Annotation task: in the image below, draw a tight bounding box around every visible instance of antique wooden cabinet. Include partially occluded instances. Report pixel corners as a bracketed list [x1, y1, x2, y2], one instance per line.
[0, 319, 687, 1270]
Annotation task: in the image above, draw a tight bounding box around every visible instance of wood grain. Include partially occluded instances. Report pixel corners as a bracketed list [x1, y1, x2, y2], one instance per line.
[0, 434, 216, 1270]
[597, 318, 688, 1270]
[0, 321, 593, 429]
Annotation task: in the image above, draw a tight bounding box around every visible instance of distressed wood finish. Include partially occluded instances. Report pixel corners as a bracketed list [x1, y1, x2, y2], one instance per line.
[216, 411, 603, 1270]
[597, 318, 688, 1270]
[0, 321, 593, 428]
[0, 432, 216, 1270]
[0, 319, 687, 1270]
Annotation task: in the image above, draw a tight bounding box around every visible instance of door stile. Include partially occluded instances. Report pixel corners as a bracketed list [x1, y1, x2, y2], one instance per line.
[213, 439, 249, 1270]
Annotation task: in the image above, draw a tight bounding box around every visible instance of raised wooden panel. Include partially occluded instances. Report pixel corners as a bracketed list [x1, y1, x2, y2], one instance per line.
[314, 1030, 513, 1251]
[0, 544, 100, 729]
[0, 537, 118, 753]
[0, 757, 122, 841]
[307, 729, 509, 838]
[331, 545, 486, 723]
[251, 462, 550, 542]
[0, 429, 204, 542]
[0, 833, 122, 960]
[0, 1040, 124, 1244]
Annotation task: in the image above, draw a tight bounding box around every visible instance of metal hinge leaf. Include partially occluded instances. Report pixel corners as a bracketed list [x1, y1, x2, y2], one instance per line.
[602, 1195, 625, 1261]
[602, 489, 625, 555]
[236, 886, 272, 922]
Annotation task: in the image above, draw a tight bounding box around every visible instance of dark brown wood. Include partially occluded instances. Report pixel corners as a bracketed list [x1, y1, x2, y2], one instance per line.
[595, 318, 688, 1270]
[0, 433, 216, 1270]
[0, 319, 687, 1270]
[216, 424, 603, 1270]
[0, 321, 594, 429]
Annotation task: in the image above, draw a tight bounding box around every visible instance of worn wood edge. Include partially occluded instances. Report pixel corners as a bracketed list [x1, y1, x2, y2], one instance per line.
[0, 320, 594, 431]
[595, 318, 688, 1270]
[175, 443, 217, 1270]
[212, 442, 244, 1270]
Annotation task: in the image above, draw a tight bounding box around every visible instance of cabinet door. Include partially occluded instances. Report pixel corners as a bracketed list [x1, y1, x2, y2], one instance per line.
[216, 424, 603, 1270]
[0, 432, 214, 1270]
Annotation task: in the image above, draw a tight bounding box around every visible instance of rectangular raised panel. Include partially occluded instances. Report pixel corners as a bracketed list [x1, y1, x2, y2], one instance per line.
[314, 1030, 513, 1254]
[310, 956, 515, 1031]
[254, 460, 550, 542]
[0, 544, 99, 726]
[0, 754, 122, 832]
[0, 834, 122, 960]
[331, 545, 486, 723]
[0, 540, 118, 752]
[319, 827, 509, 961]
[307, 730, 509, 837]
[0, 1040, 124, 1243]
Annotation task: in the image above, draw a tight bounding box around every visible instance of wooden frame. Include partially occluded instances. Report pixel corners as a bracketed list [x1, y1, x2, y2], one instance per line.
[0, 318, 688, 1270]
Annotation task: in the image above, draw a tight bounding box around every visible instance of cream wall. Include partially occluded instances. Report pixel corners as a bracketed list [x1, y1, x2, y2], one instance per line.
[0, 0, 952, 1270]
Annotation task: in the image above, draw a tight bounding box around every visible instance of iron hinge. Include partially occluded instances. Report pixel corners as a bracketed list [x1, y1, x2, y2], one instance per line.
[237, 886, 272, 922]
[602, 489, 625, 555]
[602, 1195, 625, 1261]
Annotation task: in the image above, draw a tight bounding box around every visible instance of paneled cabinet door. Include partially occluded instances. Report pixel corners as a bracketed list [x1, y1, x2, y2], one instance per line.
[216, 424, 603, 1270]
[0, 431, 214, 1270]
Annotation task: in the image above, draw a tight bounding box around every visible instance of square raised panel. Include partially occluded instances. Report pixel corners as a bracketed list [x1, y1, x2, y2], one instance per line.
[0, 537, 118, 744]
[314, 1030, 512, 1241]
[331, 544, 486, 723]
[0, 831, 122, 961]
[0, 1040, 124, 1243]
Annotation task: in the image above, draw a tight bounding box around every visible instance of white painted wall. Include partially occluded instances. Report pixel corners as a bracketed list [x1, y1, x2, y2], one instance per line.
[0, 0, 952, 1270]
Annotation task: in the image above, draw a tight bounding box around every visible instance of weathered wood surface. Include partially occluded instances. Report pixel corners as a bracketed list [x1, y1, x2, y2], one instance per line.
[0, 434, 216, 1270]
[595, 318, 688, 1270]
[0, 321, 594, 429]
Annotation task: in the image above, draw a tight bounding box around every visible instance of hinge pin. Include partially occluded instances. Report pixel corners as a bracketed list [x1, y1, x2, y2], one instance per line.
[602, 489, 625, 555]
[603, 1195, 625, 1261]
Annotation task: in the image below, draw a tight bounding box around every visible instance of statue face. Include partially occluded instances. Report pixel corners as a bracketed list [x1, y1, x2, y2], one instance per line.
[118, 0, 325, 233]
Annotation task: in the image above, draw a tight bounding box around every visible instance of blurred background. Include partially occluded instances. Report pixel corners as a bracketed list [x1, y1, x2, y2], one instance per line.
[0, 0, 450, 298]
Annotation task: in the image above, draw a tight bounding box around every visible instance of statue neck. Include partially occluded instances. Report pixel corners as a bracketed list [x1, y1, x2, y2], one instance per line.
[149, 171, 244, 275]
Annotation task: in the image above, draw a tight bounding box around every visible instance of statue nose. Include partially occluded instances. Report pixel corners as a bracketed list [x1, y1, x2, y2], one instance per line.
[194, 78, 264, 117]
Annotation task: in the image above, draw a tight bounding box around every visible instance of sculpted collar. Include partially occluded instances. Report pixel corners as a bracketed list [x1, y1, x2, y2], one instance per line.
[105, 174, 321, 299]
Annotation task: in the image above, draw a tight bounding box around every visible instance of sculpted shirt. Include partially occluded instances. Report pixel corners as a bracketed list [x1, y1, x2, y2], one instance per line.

- **Set problem**
Copy out all of the material above, word for word and line by line.

- **Task result**
Annotation task: in the image below, draw a tight bounding box around every visible instance of antique wooden cabinet. Include partially occluded instances. Report pixel corners as a bracketed list [x1, y1, x2, y2], one instance per line.
[0, 319, 687, 1270]
Annotation task: in the image above, draw a tight bounding box around every visible instance of wood grain. Include partially occluded instances. Report pixel corners as a bracketed list [x1, y1, x2, y2], one instance per line.
[0, 434, 216, 1270]
[597, 318, 688, 1270]
[0, 321, 593, 429]
Annotation task: in the image above, draw a tight bounding box around every visible instance of distressed wood finish. Include partially occluded instances. Report pixel corners as a bracketed list [x1, y1, x2, y2], one instance per line.
[216, 411, 603, 1270]
[597, 318, 688, 1270]
[0, 321, 593, 428]
[0, 432, 216, 1270]
[0, 319, 687, 1270]
Annotation task: in the image above, draw a tight bounding box around every visible instance of door stile. Include partially occluded instances. Report pixel corners as a bracketed list [x1, y1, x2, y2], one instance per line.
[213, 439, 249, 1270]
Annotation task: in the image above, draw a tight bounding box around every visible instance of raised wooden panel. Include partially occluded instances. Report pixel corners as a bracketed list [x1, y1, x2, y2], one instance per line.
[314, 1030, 513, 1251]
[0, 544, 100, 729]
[0, 537, 118, 753]
[0, 757, 122, 841]
[307, 729, 509, 838]
[331, 545, 486, 723]
[251, 462, 550, 542]
[0, 429, 204, 542]
[0, 833, 122, 960]
[0, 1040, 124, 1244]
Annotation task: in the image above, draw a tight bounding box around every visible instance of metal hinge leaf. Include partially occluded instances. Report pixel corners as a bracketed list [x1, y1, x2, y2], one instance per line.
[602, 1195, 625, 1261]
[602, 489, 625, 555]
[236, 886, 272, 922]
Annotation task: in the image above, draw a tight bounding box around every visible instance of dark brown wood. Include partially occluded instances. Report pixel corners as a bracketed list [x1, y1, x2, y2], one instance per line.
[595, 318, 688, 1270]
[0, 433, 216, 1270]
[0, 319, 687, 1270]
[216, 424, 603, 1270]
[0, 321, 594, 429]
Annotation task: in the image above, draw a tight bounding box around every visible instance of worn wood edge. Include partially occluded instances. Report pixel corners as a bracketed list [x1, y1, x2, y2], one instance per line.
[0, 320, 594, 431]
[595, 318, 688, 1270]
[175, 443, 217, 1270]
[212, 442, 244, 1270]
Annotation task: in the image above, draw a tight bounding box around every visible instance of cabinet door. Include partially occluded instances. Report pixel corners as a bracketed list [x1, y1, x2, y2], one instance per line.
[216, 424, 603, 1270]
[0, 432, 214, 1270]
Annotation task: in the image above, draw a tight bounding box around every visible instance of rectangular raised panel. Include partially occluded instances. Report pixel corners as a bracketed list [x1, y1, x2, y2], one instance per line.
[314, 1030, 513, 1254]
[310, 956, 515, 1031]
[254, 460, 550, 542]
[0, 544, 99, 726]
[0, 754, 122, 832]
[0, 834, 122, 960]
[331, 545, 486, 723]
[0, 540, 118, 752]
[319, 827, 509, 961]
[307, 730, 509, 837]
[0, 1040, 124, 1243]
Annotation task: in the image above, draw a tight bounding box around every visible instance of wooden frame. Include partially occluded instances. Report pixel corners as a bracketed list [x1, y1, x2, y2], one instance per line.
[0, 318, 688, 1270]
Annotation task: in the image above, draw a tight bounding box around every visible instance of cream wall. Include partially occluded instances. Report pixel corners as a bracketed list [x1, y1, x2, y2], one instance per line.
[0, 0, 952, 1270]
Annotation task: in the image above, draw a tight bounding box around every visible instance of iron hinge. Include partially occluded instances. Report pixel corners as a bracketed list [x1, y1, x2, y2], one instance per line.
[237, 886, 272, 922]
[602, 489, 625, 555]
[602, 1195, 625, 1261]
Annotation task: in the image above, draw a tight bounding box around every visible instance of paneled cabinet door. Include partially occluded instances. Report pixel corners as a bracketed list [x1, y1, x2, y2], one instance per line.
[216, 424, 603, 1270]
[0, 431, 214, 1270]
Annotation task: in the image above, draw a tight bounding box around every visible instance of square raised panel. Include partially occluded instances. Report pixel corners as a bracketed list [x1, y1, x2, y2], one instance per line.
[0, 537, 118, 744]
[314, 1030, 512, 1241]
[331, 544, 486, 723]
[0, 831, 122, 961]
[0, 1040, 124, 1243]
Annotation task: in the image above, draw a tight bounding box around every visible instance of white painted wall. Include partially occluded instances. Report pixel corners as a bracketed list [x1, y1, x2, y2], one instance per line.
[0, 0, 952, 1270]
Annotation task: in the image above, draw a tight bounding box around every visible instance of weathered wood surface. Include partially occluded instances. Report pixel corners as a bracketed list [x1, y1, x2, y2], one instance per line.
[0, 434, 216, 1270]
[595, 318, 688, 1270]
[0, 321, 594, 429]
Annotation task: in the image above, draw a tight bounding box around every visible instance of hinge pin. Include partially occluded instances. Report pixel corners as a bracketed list [x1, y1, x2, y2], one instance per line.
[602, 489, 625, 555]
[603, 1195, 625, 1261]
Annotation task: in the image below, draw a tight bounding box around every visible instance of statue face. Include partially occluded instances. Report pixel corners as a bracketed list [x1, y1, x2, y2], one instance per line.
[118, 0, 325, 233]
Annotation task: in the image above, draw a tight bounding box around every visible instance of blurred background. Include partially occluded instances. Report pixel corners as a bracketed list [x1, y1, x2, y2], one instance per line.
[0, 0, 450, 298]
Annotation task: in the image above, draw a tight bounding box around every visible instance of statue neck. Include partially occluded instances. Report pixel corners as a bracketed list [x1, y1, x2, y2], one instance per line.
[149, 171, 244, 275]
Annotation task: in the image above, draw a tight bounding box around every visible instance of statue nose. Include partially occluded instances. Report pixel corners as a bracketed list [x1, y1, x2, y2], one instance per line.
[194, 78, 264, 117]
Annotation task: in the image above, draw a tight bounding box around every visible instance of sculpted collar. Include partially occluded instances. Report pixel corners as a bracketed list [x1, y1, x2, y2], one instance per line.
[105, 174, 321, 299]
Annotation task: in the image above, draw a tight bounding box around every visible instance of sculpted shirt. Include partially occluded instances. Report pixel corners as a bracketed list [x1, y1, x2, y2], one instance per line.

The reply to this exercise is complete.